Records for this task:
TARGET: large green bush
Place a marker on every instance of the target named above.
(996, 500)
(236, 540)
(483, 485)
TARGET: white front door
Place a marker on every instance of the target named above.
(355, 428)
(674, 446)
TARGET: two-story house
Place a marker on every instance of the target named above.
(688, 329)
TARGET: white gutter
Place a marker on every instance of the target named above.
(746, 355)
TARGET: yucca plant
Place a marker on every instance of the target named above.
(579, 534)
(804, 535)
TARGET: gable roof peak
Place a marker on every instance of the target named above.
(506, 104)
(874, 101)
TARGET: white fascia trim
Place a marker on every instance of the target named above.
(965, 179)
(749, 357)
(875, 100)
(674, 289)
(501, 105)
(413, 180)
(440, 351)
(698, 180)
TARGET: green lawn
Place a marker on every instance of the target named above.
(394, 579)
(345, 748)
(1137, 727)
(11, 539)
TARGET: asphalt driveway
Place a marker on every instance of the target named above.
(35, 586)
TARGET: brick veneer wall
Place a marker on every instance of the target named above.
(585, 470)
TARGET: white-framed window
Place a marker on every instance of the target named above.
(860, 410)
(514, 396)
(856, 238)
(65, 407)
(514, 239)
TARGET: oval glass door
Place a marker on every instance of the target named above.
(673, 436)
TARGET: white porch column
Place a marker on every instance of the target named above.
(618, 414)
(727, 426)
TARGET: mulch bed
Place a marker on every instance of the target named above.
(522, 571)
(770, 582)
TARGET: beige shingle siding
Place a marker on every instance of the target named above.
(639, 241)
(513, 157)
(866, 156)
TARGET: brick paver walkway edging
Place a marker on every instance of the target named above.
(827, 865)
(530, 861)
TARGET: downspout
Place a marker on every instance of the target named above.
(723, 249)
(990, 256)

Do this: Rewrite the rows above as a Markdown table with the columns Line and Text. Number each line in order and leave out any blank lines.

Task response:
| Line | Text |
|---|---|
| 1 | TARGET: large green bush |
| 2 | Place a marker on every instance of the target named above. |
| 3 | (996, 500) |
| 4 | (236, 540) |
| 5 | (483, 485) |
| 6 | TARGET: white front door |
| 7 | Place a marker on every instance of the target named above. |
| 8 | (355, 428) |
| 9 | (674, 446) |
| 10 | TARGET: two-story house |
| 11 | Place a marker on every instance of the target named above. |
| 12 | (688, 329) |
| 13 | TARGET: white gutter |
| 14 | Place a marker on every instance of the target named above. |
| 15 | (746, 355) |
| 16 | TARGET: yucca plant |
| 17 | Place a marker on every instance of the target named above. |
| 18 | (579, 534) |
| 19 | (804, 535) |
| 20 | TARGET: gable roof peak |
| 21 | Place a marker on every instance of the target named above. |
| 22 | (506, 104) |
| 23 | (874, 101) |
| 24 | TARGET: white fascia trim |
| 25 | Place a marker on every instance of the target named above. |
| 26 | (965, 179) |
| 27 | (749, 357) |
| 28 | (875, 100) |
| 29 | (674, 289) |
| 30 | (501, 105) |
| 31 | (413, 180) |
| 32 | (440, 351) |
| 33 | (698, 180) |
| 34 | TARGET: green lawn |
| 35 | Place a marker on every instance of the target named above. |
| 36 | (394, 579) |
| 37 | (345, 748) |
| 38 | (1137, 727) |
| 39 | (11, 539) |
| 40 | TARGET: asphalt driveway |
| 41 | Place a marker on every instance of the target named above. |
| 42 | (35, 586) |
| 43 | TARGET: brick veneer wall |
| 44 | Place a marker on every instance of the target named above. |
| 45 | (585, 470) |
| 46 | TARGET: white-framed window |
| 47 | Place a marker on every instance of the target named above. |
| 48 | (860, 410) |
| 49 | (514, 396) |
| 50 | (856, 238) |
| 51 | (65, 407) |
| 52 | (514, 239) |
| 53 | TARGET: oval glass door |
| 54 | Place a marker on every instance of the target named above. |
| 55 | (673, 436) |
| 56 | TARGET: white porch column |
| 57 | Place a marker on every instance of the target named above. |
| 58 | (618, 414) |
| 59 | (727, 426) |
| 60 | TARGET: mulch bed |
| 61 | Place a marker on every instance of the target named above. |
| 62 | (522, 571) |
| 63 | (770, 582) |
| 64 | TARGET: beige shingle siding |
| 65 | Place a marker on every instance of the target named above. |
| 66 | (639, 241) |
| 67 | (513, 157) |
| 68 | (866, 156) |
| 69 | TARGET: brick paver walkway edging |
| 70 | Place a marker on every instance of the target named above. |
| 71 | (827, 865) |
| 72 | (530, 861) |
| 73 | TARGET: downspout |
| 74 | Place a marker on every instance of the target named above. |
| 75 | (723, 249) |
| 76 | (990, 256) |